Problemas a resolver >>
1. Transcreva a parte do texto sobre o financiamento imobiliário da Caixa que começa nas palavras "Recentemente, a Caixa" e termina após "máximo do bem.".
2. Segundo o texto sobre o financiamento imobiliário da Caixa, por que é costumeiro atingir o limite destinado a financiamentos imobiliários entre novembro e dezembro? Responda em uma a três frases.

══ Trecho fornecido

Procurado, o banco não confirma nem desmente a falta de recursos. Diz apenas que a carteira está crescendo mais que o programado e que "estuda constantemente" medidas para atender a "demanda excedente".
Apesar de ser costumeiro atingir o limite destinado para financiamentos imobiliários entre novembro e dezembro, já que cada banco destina uma determinada cota e ela se exaure ao longo do ano, bater no teto já entre setembro e outubro é menos comum. Além disso, contraria os prognósticos da presidência da Caixa, que garantiam um 2024 com investimento pleno – as previsões de limitação eram para 2025.
Recentemente, a Caixa avisou a agentes imobiliários que vai reduzir o valor financiável da casa própria. As novas regras valerão a partir de 21 de outubro. Em alguns casos, a proporção de financiamento do imóvel cairá de 80% para 70%, com teto de R$ 1,5 milhão para o valor máximo do bem.

════
══ Extrato de dados

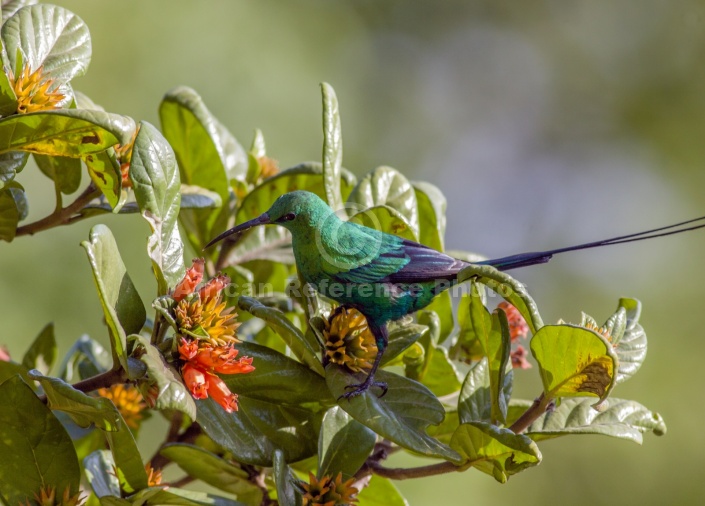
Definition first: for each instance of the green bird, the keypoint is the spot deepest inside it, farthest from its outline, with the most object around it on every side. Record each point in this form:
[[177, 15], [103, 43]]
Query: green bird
[[383, 276]]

════

Resultados do exercício >>
1.
Recentemente, a Caixa avisou a agentes imobiliários que vai reduzir o valor financiável da casa própria. As novas regras valerão a partir de 21 de outubro. Em alguns casos, a proporção de financiamento do imóvel cairá de 80% para 70%, com teto de R$ 1,5 milhão para o valor máximo do bem.

2. Cada banco destina uma determinada cota a esses financiamentos, e essa cota se exaure ao longo do ano. Por isso, é habitual que o limite seja alcançado apenas no fim do ano, entre novembro e dezembro.